*Excerpt provided*:
Gov. Larry Hogan is expanding hours at testing sites and urging Marylanders to get boosters as hospitalizations are projected to reach a pandemic-high of 2,000 early next year.
If the predicted number of hospitalizations is correct, it will exceed Maryland’s peak of 1,950 hospitalizations last January, according to Dr. Ted Delbridge, the executive director of the Maryland Institute for Emergency Medical Services Systems.
The Maryland National Guard is being mobilized to expand hours at testing sites in Anne Arundel and Prince George’s counties, Hogan also said Tuesday, to help meet demand. The state will provide school systems will $30 million in additional funding to buy tests.
“So many of us are undoubtedly feeling déjà vu. I want to urge Marylanders not to panic,” Hogan said.
“This is not March of 2020. We have the tools and resources in place to keep ourselves and our loved ones safe. We must remain vigilant. We cannot let our guard down.”
The updates come after Hogan tested positive for COVID-19 on Monday; he hosted the news conference from the governor’s house and said he’s experiencing cold-like symptoms.
Hogan is also introducing emergency legislation to help hospital systems, including $100 million of additional funding to address staffing shortages at Maryland hospitals and nursing homes.
Of that additional funding, $50 million will go to hospitals and nursing hopes to expand COVID testing, treatments and vaccines. The other $50 million will be used to stabilize hospitals’ workforce and staffing needs.
Hogan said all nursing homes will offer COVID-19 therapeutic treatments to residents during an outbreak.
Heath officials are following a new directive as some reach capacity. Hogan said if hospitalizations reach 1,200, then some non-urgent medical procedures will be reduced. If hospitalizations reach 1,500, hospitals will implement their pandemic plans.
But, Hogan said, the state can only do so much.
“We also need the federal government step up and do whatever it takes, including invoking the Defense Production Act to dramatically expand the availability of testing to the American people,” Hogan said. “Every American who wants a test should be able to get it fast.”
Hogan’s announcements come as he said hospitalizations have reached 1,392, an increase of 180% in the last month.
Delbridge said that 75% of hospital emergency departments are currently alerting Maryland’s emergency medical services system that they’re at capacity and should be avoided if at all possible.
Hospitalizations are expected to peak in mid- to late January. Hogan said this is the same time period the flu is expected to peak.
The state is administering more than 50,000 tests per day.
Hogan said the state has administered over 10 million vaccines.
The remaining 9% of Maryland adults who aren’t vaccinated make up more than 75% of COVID-19 hospitalizations in the state.
“I know that there’s been confusing guidance from the federal government on this,” Hogan said. “But what with what we know about these dangerous variants, nobody should think of a booster as just a bonus or an extra dose.”
The University of Maryland medical center is expected to surpass the highest number of COVID-19 hospitalizations since the start of this pandemic during the new surge, said Dr. David Marcozzi, a professor at the university’s school of medicine and the incident commander for the medical system.

*Data excerpts*:
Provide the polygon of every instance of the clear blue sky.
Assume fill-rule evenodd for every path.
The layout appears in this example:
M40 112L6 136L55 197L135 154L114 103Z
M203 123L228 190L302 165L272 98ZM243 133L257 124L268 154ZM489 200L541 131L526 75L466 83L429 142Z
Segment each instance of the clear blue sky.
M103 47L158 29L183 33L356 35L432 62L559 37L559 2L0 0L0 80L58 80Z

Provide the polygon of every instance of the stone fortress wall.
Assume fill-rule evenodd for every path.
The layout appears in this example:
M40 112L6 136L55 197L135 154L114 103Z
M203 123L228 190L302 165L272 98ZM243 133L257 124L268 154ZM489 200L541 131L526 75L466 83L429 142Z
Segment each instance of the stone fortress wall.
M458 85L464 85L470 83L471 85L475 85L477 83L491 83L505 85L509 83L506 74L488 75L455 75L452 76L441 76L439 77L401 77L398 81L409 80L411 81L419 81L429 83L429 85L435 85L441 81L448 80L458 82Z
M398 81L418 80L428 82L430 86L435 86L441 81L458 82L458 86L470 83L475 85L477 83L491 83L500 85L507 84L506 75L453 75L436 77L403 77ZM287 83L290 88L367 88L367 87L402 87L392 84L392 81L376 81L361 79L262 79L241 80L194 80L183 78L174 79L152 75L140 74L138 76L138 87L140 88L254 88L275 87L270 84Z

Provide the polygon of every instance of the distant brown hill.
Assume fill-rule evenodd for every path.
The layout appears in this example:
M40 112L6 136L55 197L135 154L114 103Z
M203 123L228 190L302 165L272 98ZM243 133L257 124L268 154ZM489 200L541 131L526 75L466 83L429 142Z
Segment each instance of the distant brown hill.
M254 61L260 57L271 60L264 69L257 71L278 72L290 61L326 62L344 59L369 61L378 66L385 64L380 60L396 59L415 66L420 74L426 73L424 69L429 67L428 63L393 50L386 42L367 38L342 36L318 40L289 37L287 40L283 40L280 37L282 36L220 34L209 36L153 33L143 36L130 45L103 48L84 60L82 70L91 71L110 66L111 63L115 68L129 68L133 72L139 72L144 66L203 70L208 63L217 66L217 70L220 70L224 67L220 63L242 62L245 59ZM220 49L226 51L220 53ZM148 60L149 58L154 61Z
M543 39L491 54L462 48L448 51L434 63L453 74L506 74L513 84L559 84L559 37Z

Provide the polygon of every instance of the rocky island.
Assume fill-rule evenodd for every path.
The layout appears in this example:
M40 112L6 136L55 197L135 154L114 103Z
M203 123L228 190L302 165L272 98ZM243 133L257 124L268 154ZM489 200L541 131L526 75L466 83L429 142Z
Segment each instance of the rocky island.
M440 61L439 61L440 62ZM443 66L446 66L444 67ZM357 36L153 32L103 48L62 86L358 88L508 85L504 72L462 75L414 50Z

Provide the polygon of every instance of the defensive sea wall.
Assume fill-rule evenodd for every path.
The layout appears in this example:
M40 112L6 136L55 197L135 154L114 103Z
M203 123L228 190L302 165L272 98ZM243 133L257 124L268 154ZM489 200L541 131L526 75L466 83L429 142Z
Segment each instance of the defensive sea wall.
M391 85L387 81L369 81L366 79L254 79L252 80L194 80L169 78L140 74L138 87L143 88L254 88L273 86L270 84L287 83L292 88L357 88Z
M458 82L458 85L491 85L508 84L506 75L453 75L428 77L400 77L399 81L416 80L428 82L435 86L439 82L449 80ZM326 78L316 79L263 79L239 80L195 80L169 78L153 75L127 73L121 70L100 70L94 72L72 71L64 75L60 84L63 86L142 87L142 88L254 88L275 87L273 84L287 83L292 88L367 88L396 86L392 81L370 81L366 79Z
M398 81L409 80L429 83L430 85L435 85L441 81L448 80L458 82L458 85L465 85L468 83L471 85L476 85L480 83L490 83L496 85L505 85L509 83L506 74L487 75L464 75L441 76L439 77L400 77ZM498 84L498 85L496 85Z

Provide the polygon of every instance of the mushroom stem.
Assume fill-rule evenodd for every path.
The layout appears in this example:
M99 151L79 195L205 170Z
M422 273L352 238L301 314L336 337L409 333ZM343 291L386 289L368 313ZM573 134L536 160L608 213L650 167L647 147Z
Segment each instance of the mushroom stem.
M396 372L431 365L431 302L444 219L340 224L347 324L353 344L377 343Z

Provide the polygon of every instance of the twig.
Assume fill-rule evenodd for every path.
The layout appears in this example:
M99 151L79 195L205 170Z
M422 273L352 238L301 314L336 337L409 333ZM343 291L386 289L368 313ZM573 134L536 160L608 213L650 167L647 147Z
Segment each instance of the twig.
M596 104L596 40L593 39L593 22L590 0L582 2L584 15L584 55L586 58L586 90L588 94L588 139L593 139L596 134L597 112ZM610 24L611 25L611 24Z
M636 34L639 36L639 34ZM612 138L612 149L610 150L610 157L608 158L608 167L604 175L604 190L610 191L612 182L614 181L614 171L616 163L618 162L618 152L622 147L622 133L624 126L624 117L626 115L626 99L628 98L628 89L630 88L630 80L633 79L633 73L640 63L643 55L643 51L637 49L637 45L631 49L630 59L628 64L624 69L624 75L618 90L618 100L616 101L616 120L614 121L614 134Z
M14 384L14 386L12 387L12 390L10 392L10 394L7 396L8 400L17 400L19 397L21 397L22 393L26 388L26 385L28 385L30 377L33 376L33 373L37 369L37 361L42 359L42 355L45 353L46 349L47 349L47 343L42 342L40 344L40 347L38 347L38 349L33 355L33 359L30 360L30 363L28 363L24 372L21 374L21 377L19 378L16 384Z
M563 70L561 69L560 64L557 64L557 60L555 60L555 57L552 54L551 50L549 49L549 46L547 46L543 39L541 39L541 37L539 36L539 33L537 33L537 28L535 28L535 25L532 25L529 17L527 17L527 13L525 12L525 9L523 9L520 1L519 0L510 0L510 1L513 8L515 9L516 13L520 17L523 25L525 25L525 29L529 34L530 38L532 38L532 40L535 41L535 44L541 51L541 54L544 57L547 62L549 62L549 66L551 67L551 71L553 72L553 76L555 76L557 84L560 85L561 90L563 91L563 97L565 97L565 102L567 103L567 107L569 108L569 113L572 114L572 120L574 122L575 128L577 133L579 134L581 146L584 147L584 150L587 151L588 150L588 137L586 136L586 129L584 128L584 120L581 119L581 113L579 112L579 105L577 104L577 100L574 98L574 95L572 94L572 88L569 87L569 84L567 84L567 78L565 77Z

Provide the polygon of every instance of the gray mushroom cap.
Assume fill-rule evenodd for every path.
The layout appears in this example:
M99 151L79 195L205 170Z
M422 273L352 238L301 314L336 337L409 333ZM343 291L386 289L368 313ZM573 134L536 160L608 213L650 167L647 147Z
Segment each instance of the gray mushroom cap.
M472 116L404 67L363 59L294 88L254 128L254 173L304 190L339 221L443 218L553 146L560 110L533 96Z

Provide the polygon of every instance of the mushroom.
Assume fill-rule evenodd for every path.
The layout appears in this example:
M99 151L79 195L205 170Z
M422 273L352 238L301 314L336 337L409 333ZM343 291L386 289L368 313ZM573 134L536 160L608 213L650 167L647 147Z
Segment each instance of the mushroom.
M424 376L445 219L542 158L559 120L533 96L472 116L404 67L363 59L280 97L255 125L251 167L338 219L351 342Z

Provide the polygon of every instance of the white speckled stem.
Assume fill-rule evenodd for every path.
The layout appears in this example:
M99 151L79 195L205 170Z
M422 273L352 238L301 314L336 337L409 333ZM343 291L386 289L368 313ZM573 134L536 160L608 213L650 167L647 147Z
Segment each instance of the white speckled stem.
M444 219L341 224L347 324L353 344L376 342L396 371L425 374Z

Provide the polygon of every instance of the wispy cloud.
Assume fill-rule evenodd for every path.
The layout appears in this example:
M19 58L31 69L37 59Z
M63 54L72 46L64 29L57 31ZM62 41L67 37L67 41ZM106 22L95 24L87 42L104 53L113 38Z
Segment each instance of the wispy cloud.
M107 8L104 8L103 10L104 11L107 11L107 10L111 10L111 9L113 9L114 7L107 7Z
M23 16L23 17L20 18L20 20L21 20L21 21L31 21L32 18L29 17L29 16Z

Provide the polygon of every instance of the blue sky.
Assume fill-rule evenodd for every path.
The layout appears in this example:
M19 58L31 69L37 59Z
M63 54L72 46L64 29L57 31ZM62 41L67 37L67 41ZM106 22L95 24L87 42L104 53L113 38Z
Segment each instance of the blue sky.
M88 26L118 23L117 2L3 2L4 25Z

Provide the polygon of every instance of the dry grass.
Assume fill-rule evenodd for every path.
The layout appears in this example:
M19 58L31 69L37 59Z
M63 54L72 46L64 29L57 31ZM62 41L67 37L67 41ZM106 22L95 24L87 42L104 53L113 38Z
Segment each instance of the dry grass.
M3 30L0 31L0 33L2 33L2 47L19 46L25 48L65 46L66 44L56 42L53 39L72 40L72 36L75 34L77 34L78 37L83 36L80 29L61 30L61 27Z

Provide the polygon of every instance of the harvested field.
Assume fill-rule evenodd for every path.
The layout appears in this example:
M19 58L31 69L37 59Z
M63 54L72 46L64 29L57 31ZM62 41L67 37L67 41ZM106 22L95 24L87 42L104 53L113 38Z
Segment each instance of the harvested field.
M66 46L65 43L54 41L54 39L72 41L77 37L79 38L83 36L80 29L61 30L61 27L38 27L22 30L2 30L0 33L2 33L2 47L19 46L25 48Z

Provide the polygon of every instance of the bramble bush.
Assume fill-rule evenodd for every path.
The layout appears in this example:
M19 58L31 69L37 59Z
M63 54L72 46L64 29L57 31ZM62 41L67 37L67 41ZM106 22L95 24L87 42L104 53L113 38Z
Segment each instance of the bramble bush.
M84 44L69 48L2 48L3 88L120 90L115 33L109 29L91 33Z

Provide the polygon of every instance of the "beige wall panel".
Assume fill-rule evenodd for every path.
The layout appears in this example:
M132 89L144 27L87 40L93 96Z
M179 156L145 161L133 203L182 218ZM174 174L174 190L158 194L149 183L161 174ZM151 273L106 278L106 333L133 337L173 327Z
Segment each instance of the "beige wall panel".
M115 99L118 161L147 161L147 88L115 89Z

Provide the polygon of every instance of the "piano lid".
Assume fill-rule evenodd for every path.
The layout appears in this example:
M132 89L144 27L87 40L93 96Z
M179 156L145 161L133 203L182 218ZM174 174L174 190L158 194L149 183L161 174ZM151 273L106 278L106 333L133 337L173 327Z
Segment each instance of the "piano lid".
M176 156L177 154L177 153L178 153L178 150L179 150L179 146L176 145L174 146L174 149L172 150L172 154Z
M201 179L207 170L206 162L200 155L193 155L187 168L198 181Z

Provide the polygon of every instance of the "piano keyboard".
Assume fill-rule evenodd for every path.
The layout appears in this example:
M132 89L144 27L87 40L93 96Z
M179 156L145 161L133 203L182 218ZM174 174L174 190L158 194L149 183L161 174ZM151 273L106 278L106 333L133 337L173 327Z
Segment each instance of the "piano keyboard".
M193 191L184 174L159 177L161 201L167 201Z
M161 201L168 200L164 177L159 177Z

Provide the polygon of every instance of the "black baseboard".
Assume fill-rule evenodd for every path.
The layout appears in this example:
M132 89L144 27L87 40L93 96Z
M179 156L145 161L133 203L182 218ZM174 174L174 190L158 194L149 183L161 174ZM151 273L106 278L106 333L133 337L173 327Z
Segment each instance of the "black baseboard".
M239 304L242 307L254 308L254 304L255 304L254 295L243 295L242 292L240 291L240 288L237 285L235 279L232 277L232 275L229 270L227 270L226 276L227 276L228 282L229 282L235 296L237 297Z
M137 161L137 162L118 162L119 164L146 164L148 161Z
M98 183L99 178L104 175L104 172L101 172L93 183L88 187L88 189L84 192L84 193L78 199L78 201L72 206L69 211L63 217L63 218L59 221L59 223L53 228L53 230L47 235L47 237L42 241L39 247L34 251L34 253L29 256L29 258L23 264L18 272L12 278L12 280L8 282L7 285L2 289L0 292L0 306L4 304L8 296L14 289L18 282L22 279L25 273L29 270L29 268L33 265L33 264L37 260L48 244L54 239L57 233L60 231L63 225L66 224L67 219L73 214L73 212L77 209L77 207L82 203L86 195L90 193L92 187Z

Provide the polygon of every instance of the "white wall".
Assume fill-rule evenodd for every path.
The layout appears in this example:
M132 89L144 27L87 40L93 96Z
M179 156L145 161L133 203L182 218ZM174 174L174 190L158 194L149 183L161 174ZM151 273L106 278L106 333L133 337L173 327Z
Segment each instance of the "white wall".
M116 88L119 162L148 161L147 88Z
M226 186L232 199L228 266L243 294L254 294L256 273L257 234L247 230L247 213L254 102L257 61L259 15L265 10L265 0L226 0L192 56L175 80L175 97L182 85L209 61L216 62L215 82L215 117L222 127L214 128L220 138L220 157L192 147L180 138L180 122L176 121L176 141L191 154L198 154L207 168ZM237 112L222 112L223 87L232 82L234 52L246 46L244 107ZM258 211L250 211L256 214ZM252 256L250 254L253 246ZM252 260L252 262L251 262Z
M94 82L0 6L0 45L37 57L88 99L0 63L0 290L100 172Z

*Problem details*: In the article on Maryland's COVID-19 response, at what number of hospitalizations will hospitals put their pandemic plans into effect?

*Task response*: 1,500 hospitalizations.